Presenta como lista numerada, sin líneas en blanco, todo lo que va desde la línea que contiene "of the long" hasta el final de los registros que siguen.

Entradas guardadas
"""
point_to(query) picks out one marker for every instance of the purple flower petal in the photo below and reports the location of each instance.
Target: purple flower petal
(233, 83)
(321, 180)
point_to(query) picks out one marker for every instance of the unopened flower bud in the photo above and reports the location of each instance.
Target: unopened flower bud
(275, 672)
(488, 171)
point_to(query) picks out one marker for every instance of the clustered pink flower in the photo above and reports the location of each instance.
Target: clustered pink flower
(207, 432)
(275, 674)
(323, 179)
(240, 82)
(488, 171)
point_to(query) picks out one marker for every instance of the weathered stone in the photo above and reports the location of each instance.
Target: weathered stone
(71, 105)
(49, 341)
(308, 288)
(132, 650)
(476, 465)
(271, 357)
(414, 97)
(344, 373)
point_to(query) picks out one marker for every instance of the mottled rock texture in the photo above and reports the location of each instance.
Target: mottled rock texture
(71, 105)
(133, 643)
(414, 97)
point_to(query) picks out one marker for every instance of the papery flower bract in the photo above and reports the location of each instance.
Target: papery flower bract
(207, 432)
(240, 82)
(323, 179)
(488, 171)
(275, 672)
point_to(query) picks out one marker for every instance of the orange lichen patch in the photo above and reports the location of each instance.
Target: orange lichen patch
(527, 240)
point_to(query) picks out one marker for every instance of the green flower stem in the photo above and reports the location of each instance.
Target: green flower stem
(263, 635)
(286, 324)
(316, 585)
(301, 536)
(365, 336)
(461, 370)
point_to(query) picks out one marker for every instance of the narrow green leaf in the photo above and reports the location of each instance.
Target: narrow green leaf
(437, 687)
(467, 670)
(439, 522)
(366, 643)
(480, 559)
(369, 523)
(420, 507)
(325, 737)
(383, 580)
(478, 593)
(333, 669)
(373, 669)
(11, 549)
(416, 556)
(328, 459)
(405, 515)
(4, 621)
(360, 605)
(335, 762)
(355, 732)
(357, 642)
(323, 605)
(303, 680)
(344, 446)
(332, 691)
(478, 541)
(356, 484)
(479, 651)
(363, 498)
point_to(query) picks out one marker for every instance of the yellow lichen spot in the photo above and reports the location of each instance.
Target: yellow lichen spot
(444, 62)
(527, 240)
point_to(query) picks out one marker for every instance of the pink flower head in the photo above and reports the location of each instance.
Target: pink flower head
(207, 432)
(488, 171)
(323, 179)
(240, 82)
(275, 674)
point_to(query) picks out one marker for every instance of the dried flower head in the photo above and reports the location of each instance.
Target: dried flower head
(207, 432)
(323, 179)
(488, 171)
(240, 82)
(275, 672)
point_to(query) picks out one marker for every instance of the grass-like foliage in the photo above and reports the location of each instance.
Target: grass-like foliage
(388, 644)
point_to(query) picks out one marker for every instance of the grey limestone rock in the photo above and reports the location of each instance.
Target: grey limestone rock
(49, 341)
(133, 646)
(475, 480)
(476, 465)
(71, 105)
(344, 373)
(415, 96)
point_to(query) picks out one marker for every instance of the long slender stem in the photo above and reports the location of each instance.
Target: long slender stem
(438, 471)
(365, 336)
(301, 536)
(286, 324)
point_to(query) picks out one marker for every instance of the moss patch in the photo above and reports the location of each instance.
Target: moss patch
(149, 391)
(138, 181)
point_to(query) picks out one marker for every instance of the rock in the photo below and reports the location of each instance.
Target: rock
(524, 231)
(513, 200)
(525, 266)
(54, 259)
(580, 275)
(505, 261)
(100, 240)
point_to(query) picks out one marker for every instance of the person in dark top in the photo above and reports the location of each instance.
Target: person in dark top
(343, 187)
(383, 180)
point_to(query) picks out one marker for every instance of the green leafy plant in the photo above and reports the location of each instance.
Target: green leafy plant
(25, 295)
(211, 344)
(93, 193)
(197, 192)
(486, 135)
"""
Respuesta:
1. point_to(query) picks out one marker for every instance of the long slender stem in the photo above and reports the location of each instance.
2. Target: long slender stem
3. (438, 471)
4. (365, 336)
5. (301, 536)
6. (286, 324)
7. point_to(query) picks out one marker for every instance of the moss patch in the photo above and reports the location of each instance.
8. Target: moss patch
9. (149, 391)
10. (138, 181)
11. point_to(query) picks out one marker for every instance of the rock in the photo below and reports the location of each instance.
12. Target: rock
13. (524, 231)
14. (513, 200)
15. (525, 266)
16. (54, 259)
17. (580, 275)
18. (505, 261)
19. (100, 240)
20. point_to(query) picks out one marker for every instance of the person in dark top in the photo above and reports the location of each instance.
21. Target: person in dark top
22. (343, 187)
23. (383, 180)
24. point_to(query) picks out one marker for every instance of the green leafy plant in the photo above and reports the location of each instance.
25. Target: green leafy plant
26. (25, 295)
27. (211, 344)
28. (93, 193)
29. (197, 192)
30. (486, 135)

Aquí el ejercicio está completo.